**Problem**: Can you put each line of the entries below into a numbered list, skipping the blank lines and leaving out the pictures?

**Task inputs**:
=======

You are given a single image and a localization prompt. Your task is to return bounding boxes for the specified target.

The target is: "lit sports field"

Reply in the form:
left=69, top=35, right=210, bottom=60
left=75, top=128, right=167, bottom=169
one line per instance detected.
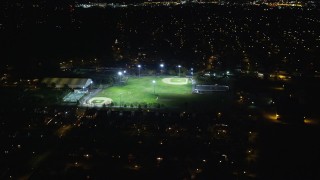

=======

**Written solution**:
1. You are given a single image and a localization prompt. Your task is to return bounding boxes for the specified target.
2. The target is: "lit sports field"
3. Reply in the form:
4. left=69, top=35, right=210, bottom=60
5. left=75, top=128, right=167, bottom=169
6. one line per instance detected.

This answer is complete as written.